About this exercise:
Wherever a line holds the word "pink", copy that line from the data.

Referring expression data:
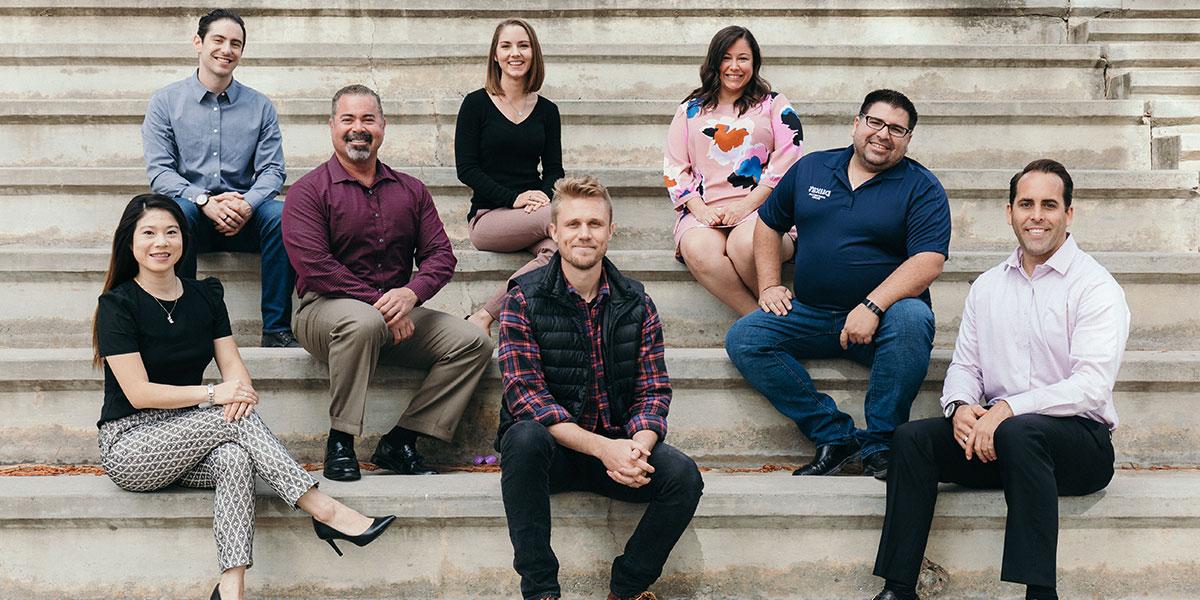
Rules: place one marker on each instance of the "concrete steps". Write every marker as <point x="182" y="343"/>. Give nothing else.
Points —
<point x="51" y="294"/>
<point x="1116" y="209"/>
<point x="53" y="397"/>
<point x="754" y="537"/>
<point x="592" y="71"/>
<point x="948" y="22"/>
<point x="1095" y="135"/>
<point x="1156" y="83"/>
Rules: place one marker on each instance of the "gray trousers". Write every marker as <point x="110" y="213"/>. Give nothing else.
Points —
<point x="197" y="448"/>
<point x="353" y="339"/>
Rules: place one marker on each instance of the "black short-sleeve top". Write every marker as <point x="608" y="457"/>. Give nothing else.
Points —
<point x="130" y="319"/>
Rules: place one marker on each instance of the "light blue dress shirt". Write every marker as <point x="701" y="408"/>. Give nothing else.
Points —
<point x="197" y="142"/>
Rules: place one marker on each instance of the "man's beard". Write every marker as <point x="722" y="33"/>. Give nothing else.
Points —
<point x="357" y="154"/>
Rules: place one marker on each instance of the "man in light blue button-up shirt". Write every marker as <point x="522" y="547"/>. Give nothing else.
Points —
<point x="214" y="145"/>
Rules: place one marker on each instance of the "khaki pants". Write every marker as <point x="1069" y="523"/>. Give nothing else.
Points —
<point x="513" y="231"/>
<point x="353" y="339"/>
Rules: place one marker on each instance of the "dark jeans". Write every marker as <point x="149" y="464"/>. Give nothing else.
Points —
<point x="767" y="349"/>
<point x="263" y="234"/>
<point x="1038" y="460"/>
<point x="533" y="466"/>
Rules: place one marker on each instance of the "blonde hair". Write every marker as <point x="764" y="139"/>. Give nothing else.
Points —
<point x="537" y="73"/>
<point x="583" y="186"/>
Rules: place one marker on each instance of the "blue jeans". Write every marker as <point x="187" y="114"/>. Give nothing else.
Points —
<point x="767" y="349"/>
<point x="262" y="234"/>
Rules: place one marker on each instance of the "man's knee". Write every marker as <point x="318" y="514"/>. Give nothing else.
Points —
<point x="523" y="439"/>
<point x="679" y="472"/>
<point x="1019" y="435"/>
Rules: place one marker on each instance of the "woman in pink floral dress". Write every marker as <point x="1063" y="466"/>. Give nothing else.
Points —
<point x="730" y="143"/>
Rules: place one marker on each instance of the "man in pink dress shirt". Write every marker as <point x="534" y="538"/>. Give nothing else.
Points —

Answer space:
Rules: place one marker on each instance of the "woman in pink floral dress". Write every marker as <point x="1063" y="466"/>. Give nothing else.
Rules: place one marker on each instance of the "man in pink dress shirt". Write every marker as <point x="534" y="538"/>. Give nothing else.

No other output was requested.